- Excerpted passage:
+---+

Brian Staveley has a solid trilogy set in a world in which gods created mortals from undying Csestriim. The effect of these gods can be removed if people with  part of the god residing inside them. One of the Csestriim, Ran Il Tornja, set up the Annurian empire centuries before and now, as its general , is defending the empire against a barbarian invasion. However his main object is really the two people housing Ciena, goddess of Pleasure, and Meshkent. The god of Pain. Ciena has be embodied in a young woman Trieste locked up in an Annur dungeon high up in a tower. Meshkent is embodied in Long Fist, the leader of the barbarian army. Caught in the middle are the three children of the assassinated emperor of Annur. To protect humanity Adare, now Empress, Kaden the one-time monk, and now-blinded Valyn who once fought on the huge Kestrels must discover what is actually happening and protect The Last Mortal Bound (hard from TOR) This is a tale filled with pulse-pounding energy with an impossible-to put-down ending.
K.C. Finn adds shades to a list of supernatural beings. Shades have power over the elements, live for centuries,  and can breed with humans. Lily Coltrane’s mother never told her that her father was a shade, so her first year at the college at Piketon in England brings some surprises. Outside the college is the Theatre Imaginique where very strange acts are performed once a month. The owner, Lemarick Novel, is centuries old and a shade. He is the one to realize Lily’s background, train her, and to protect her against anti-shade humans and the shades working with them, including Lily’s father. He also gives her  The Book Of Shade (paper from Starstorm) whose pages show only what is needed. This is a fascinating first book in a series.
Zombies have been rising and killing people since the ancient Egyptians but they don’t make new zombies. Only The Reburialists (paper from Ace) can destroy them. Things have gotten worse since Brynner Carson’s mother stole the heart of a four-thousand-year-old Egyptian princess, Ra-Ame and woke her from her slumber. The knives she also stole have made Brynner one of the best agents at the Bureau of Special Investigations. Grace Roberts is a translator brought in to help, and taken with Brynner to visit the Aunt and Uncle who raised him after his father died hunting his Mother.  Ra-Ame wants not only her heart, but also Brynner’s and then, as Grace gets involved, Grace’s too. Bureau headquarters in Seattle and Las Vegas come under attack as J. C. Nelson raises the tension. The tale is impossible to put down. I also started buying Mr. Nelson’s previous works.

+---+

- Given records:

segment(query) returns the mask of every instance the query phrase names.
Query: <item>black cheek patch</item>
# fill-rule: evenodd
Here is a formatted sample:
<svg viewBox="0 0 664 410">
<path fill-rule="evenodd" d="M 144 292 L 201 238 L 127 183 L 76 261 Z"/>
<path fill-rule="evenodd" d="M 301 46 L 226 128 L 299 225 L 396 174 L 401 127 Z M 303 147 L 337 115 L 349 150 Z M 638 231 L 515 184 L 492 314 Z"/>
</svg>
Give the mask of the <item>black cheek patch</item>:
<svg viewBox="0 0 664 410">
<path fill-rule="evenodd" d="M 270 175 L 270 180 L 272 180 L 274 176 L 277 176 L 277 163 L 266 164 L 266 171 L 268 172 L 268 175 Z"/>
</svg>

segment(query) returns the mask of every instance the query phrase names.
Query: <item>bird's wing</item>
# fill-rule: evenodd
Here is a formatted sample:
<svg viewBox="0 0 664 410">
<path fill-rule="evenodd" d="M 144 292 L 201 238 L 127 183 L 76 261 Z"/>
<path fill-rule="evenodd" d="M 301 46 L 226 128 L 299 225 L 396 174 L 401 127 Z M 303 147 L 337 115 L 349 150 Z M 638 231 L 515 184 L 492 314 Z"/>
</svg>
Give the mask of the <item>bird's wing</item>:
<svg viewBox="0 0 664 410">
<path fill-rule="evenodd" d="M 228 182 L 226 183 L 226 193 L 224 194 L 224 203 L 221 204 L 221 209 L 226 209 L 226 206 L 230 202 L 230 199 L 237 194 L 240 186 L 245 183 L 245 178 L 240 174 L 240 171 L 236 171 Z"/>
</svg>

+---+

- Tasks to perform:
1. Transcribe the stretch of the fantasy book reviews from "K.C. Finn adds" through "in a series.".
2. Sum up the fantasy book reviews in three sentences.
The lines are not needed for this work.

- Solutions by task:
1.
K.C. Finn adds shades to a list of supernatural beings. Shades have power over the elements, live for centuries,  and can breed with humans. Lily Coltrane’s mother never told her that her father was a shade, so her first year at the college at Piketon in England brings some surprises. Outside the college is the Theatre Imaginique where very strange acts are performed once a month. The owner, Lemarick Novel, is centuries old and a shade. He is the one to realize Lily’s background, train her, and to protect her against anti-shade humans and the shades working with them, including Lily’s father. He also gives her  The Book Of Shade (paper from Starstorm) whose pages show only what is needed. This is a fascinating first book in a series.

2. In Brian Staveley's The Last Mortal Bound, the three children of Annur's assassinated emperor must work out what is happening and protect humanity, while the Csestriim general Ran Il Tornja's real aim is the two people housing the gods Ciena and Meshkent. K.C. Finn's The Book of Shade, the first book in a series, follows Lily Coltrane, whose father was a shade, as the centuries-old shade Lemarick Novel recognizes her background, trains her, and protects her from anti-shade humans and the shades working with them. In J. C. Nelson's The Reburialists, agent Brynner Carson and translator Grace Roberts face Ra-Ame, an Egyptian princess who wants her stolen heart back and theirs as well, in a tale the reviewer calls impossible to put down.